[Excerpts of pointing data]
## start

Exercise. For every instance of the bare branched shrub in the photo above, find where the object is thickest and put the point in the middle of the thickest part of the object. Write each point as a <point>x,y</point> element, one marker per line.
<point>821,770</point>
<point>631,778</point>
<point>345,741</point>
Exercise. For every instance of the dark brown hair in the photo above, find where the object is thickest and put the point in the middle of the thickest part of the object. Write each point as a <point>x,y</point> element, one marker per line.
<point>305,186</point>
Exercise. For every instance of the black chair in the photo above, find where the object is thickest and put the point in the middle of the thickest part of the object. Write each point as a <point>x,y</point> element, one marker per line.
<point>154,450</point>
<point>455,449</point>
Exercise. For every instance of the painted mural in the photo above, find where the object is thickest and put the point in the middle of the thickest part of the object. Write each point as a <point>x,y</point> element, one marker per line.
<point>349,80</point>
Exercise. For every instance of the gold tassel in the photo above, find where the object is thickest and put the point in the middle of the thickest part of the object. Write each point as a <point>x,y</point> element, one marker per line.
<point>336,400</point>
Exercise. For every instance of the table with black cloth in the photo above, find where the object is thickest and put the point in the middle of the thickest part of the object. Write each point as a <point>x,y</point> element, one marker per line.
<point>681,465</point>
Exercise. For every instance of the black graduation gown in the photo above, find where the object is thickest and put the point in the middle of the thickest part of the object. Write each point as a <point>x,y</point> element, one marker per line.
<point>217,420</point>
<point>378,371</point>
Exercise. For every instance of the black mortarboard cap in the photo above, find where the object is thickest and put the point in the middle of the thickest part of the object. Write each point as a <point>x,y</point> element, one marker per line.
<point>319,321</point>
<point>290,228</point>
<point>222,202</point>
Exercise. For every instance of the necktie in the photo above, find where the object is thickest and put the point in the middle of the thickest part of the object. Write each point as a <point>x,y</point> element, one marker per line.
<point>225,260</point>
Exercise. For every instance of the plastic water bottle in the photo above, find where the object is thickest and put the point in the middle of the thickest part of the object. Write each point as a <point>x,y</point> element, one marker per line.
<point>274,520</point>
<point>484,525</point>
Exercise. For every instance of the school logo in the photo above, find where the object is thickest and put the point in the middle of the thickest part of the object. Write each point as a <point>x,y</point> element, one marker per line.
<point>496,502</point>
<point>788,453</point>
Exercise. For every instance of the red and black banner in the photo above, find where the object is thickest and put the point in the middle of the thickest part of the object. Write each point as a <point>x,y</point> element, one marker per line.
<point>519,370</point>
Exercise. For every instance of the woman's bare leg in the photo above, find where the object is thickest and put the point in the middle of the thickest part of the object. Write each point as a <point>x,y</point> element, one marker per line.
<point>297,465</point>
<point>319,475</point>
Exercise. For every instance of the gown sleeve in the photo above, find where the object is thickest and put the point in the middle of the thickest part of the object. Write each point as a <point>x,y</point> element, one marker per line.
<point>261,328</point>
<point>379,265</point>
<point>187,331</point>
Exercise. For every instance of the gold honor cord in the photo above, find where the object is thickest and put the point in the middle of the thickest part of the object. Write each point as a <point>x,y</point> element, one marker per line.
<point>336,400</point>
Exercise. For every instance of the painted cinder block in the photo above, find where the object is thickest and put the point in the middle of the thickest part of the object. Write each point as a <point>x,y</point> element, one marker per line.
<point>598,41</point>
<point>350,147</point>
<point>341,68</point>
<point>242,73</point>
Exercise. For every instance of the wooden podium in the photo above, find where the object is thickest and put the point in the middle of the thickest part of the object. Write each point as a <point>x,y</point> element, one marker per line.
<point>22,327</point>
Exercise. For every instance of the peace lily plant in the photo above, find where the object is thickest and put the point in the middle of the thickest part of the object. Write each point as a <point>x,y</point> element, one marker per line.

## end

What you should do => Copy out every one of the entries above verbatim, line for line.

Response =>
Exercise. For every instance of the bare branched shrub in the photo above, find where the object is thickest and put the point in the middle of the thickest part of the object. Write each point as a <point>x,y</point> element, one marker per line.
<point>821,770</point>
<point>631,778</point>
<point>345,741</point>
Exercise. For every instance of the dark brown hair in the photo above, find where the object is thickest and put the point in the middle of the thickest part of the object. Write each point as a <point>x,y</point> element, one marker per line.
<point>305,186</point>
Exercise. For every instance of the black chair in the photo above, find where the object is thickest and put the point in the middle of the thickest part of the object. Write each point as a <point>x,y</point> element, one marker per line.
<point>154,450</point>
<point>455,449</point>
Exercise. For every instance of the painted mural in the photo above, find where the object is thickest and put the point in the middle of the thickest part of the object. Write each point as a <point>x,y</point> element, one marker per line.
<point>349,80</point>
Exercise. For every instance of the gold tassel in the photo above, find where the object is thickest and put the point in the middle of the thickest part of the object. Write each point as a <point>x,y</point> element, one marker per line.
<point>336,400</point>
Exercise. For every instance of the table with black cloth in the photo above, find where the object is thickest and put the point in the middle of the thickest part of the object. Write each point as a <point>x,y</point> element, one marker per line.
<point>681,465</point>
Exercise. For every instance of the black graduation gown in the photo above, find where the object is thickest and put the point in the middle of the thickest part of the object. Write each point as a <point>x,y</point> element, one marker per line.
<point>217,420</point>
<point>378,371</point>
Exercise. For every instance of the black mortarboard cap in the photo above, find where the object is thickest and put the point in the middle of the thickest part of the object. Write each point as a <point>x,y</point> element, one marker per line.
<point>319,321</point>
<point>290,228</point>
<point>222,202</point>
Exercise. For every instance of the necktie in the photo above, find where the object is thickest and put the point in the middle of the thickest part of the object. Write each point as a <point>x,y</point> element, one marker per line.
<point>225,260</point>
Exercise. For every instance of the plastic water bottle in the photo above, find where the object is thickest and put the point in the middle of the thickest part of the object. Write each point as a <point>x,y</point> element, one marker per line.
<point>274,520</point>
<point>484,525</point>
Exercise. For every instance of the school logo in the photo above, find where the object is thickest and put the point in the middle of the thickest part of the object. Write each point as a <point>x,y</point> element, one marker per line.
<point>496,502</point>
<point>788,453</point>
Exercise. For every instance of the red and black banner in the photo above, find where the object is thickest and put the point in the middle of the thickest part of the object. Write each point as a <point>x,y</point> element, one marker per line.
<point>519,370</point>
Exercise. For every instance of the woman's bare leg in the photo above, find where the object is thickest and put the point in the middle of the thickest part of the object. Write each point as a <point>x,y</point> element, one marker per line.
<point>297,465</point>
<point>319,475</point>
Exercise. For every instance of the gown sleeve in the photo above, find where the object is thickest and put the point in the middle of the thickest part of the object. Write each point as a <point>x,y</point> element, one marker per line.
<point>261,328</point>
<point>379,265</point>
<point>187,331</point>
Exercise. For every instance of the gold honor cord in the photo above, find where the object is thickest and put the point in the middle of the thickest part of the object. Write each point as a <point>x,y</point> element, one marker per line.
<point>336,400</point>
Exercise. For every instance of the painted cinder block in the photo above, find where the object is thickest and put the point in the middle of the thickest part of the object. Write each point as a <point>x,y</point> element, one marker per line.
<point>598,41</point>
<point>350,147</point>
<point>341,68</point>
<point>242,73</point>
Exercise. For every instance of the wooden podium in the photo above, find where the object is thickest and put the point in the middle of the thickest part of the object. Write each point as a <point>x,y</point> element, one marker per line.
<point>22,327</point>
Exercise. For every instance of the peace lily plant in the photo above, find where the object is thickest and put the point in the middle of the thickest part of the object. Write each point as a <point>x,y</point> element, one marker per line.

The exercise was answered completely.